### Provided passage
▬▬▬
With Tex and Jete back in the everyday lineup and Pineda leading a revamped rotation, we won't need a closer. Just a mop up man who can keep the other team from scoring one too many against our double digit offensive output.
I've taken to living in a fantasy world where we're advancing to the Series this year on the backs of Adams and Nunez. It's going to be really exciting because I'm making it up so it will be.
And wait until next year! If we don't set a new season win record, I'll eat my hat. (Note: I don't actually own hats in reality. But in my fantasy world, I have a closet full of snappy fedoras and straw boaters.)
Man oh man, I can't wait.
Other ways in which the Yankees are not still the Yankees:
Real Yankees: Played in Yankee Stadium.
Bizarro Yankees: Play in EPCOT Yankee McStadium Restaurant/Shopping Mall.
Real Yankees: Voice of the Yankees--Mel Allen.
Bizarro Yankees: Voice of the Yankees--John Sterling.
Real Yankees: GM George Weiss
Bizarro Yankees: GM Brian Cashman
Real Yankees: Best farm system in baseball.
Bizarro Yankees: One of the worst farm systems in baseball.
Real Yankees: Behind the plate--Yogi Berra/Elston Howard/Thurman Munson/Jorge Posada.
Bizarro Yankees: Behind the plate--Some Guy. (Same for almost every other position).
Real Yankees: Centerfield--Joe DiMaggio/Mickey Mantle/Bernie William.
Bizarro Yankees: Brett Gardner (great fielder, but . . .)
Real Yankees: On the mound: Raschi/Reynolds/Ford/Guidry/Rivera.
Bizarro Yankees: On the mound: Series of question marks.
One could go on, but you get the idea.
I think Brett Gardner deserves the benefit of the doubt.
But I do get the idea.
Mr Anon, what is your fixation on the stadium. The team is illegitimate because you don't like the stadium? (I've not been there, but I don't particularly care for it because those expensive seats near the field are so frequently empty.)
▬▬▬
### Supplied entries
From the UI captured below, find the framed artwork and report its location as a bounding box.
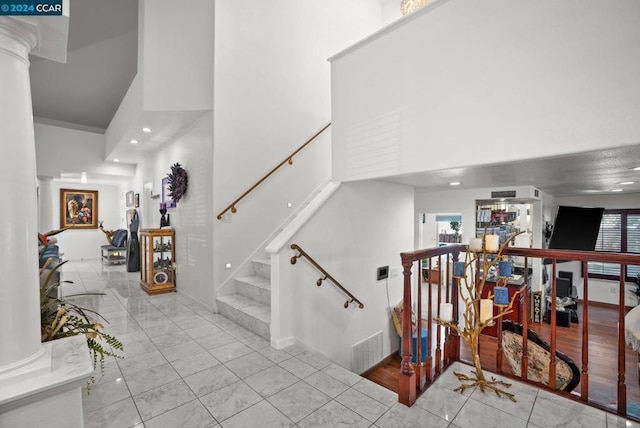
[161,177,176,208]
[60,189,98,229]
[125,190,133,207]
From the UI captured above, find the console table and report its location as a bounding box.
[100,245,127,265]
[482,276,531,337]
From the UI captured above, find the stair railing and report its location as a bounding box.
[398,244,640,419]
[217,122,331,220]
[290,244,364,309]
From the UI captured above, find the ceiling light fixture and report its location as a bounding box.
[400,0,429,15]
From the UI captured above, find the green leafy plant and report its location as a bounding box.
[39,230,124,392]
[449,221,462,242]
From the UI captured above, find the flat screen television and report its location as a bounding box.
[549,205,604,251]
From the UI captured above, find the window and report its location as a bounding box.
[589,209,640,281]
▬▬▬
### Exercise set
1 – Quote the Yankees comments from "Bizarro Yankees: Play" through "you get the idea.".
2 – Give a two-sentence summary of the Yankees comments.

### Solutions below
1 –
Bizarro Yankees: Play in EPCOT Yankee McStadium Restaurant/Shopping Mall.
Real Yankees: Voice of the Yankees--Mel Allen.
Bizarro Yankees: Voice of the Yankees--John Sterling.
Real Yankees: GM George Weiss
Bizarro Yankees: GM Brian Cashman
Real Yankees: Best farm system in baseball.
Bizarro Yankees: One of the worst farm systems in baseball.
Real Yankees: Behind the plate--Yogi Berra/Elston Howard/Thurman Munson/Jorge Posada.
Bizarro Yankees: Behind the plate--Some Guy. (Same for almost every other position).
Real Yankees: Centerfield--Joe DiMaggio/Mickey Mantle/Bernie William.
Bizarro Yankees: Brett Gardner (great fielder, but . . .)
Real Yankees: On the mound: Raschi/Reynolds/Ford/Guidry/Rivera.
Bizarro Yankees: On the mound: Series of question marks.
One could go on, but you get the idea.

2 – A writer describes a fantasy world in which the team advances to the Series on the backs of Adams and Nunez and sets a new season win record the next year. A list then contrasts the "Real Yankees" with the "Bizarro Yankees" on stadium, broadcaster, general manager, farm system, catcher, center field and pitching, and replies follow that defend Brett Gardner and question a fixation on the stadium.